--- Begin Source data ---

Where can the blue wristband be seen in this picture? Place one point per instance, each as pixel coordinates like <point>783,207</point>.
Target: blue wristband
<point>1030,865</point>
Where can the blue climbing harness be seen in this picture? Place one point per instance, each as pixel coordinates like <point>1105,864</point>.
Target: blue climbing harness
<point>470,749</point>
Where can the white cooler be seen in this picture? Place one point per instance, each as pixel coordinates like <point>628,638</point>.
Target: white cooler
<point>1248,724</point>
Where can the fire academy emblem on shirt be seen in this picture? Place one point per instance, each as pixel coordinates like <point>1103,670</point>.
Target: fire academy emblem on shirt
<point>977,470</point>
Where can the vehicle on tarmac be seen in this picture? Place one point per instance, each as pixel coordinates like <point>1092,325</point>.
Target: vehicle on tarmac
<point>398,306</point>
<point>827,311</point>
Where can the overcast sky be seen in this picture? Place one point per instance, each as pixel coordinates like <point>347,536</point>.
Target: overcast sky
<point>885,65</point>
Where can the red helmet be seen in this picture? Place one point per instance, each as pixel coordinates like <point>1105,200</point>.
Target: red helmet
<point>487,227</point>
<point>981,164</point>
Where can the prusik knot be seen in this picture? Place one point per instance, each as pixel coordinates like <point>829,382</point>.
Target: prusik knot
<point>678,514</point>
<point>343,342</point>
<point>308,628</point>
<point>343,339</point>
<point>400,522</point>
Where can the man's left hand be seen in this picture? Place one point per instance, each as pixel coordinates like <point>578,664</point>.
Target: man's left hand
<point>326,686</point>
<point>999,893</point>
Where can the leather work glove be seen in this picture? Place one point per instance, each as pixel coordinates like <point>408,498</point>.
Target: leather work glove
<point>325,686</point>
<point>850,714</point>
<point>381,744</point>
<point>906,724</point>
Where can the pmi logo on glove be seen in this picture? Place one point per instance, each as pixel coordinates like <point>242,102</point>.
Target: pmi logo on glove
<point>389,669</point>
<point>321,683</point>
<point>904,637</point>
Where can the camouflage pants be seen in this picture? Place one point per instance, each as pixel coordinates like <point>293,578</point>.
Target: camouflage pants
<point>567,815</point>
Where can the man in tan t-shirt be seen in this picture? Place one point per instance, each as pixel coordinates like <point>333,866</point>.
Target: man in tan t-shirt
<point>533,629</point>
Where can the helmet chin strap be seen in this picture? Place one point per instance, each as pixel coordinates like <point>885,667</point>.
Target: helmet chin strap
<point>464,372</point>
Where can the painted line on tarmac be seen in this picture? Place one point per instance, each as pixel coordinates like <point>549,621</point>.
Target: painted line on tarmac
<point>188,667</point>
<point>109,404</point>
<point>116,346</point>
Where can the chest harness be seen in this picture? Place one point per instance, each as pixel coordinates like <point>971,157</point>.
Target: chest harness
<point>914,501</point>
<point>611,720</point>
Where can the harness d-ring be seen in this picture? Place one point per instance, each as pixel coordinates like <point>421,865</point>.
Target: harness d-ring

--- End Source data ---

=== Work to be completed ===
Edit the data from the line that has "Where can the red" through the line that has "<point>981,164</point>", swapping every "red helmet" for "yellow helmet" and leaving everything else as it is. Give only those lines.

=== Completed task ===
Where can the yellow helmet be seen in this picture? Place one point per instance, each as pixel coordinates like <point>1105,200</point>.
Target: yellow helmet
<point>487,227</point>
<point>981,164</point>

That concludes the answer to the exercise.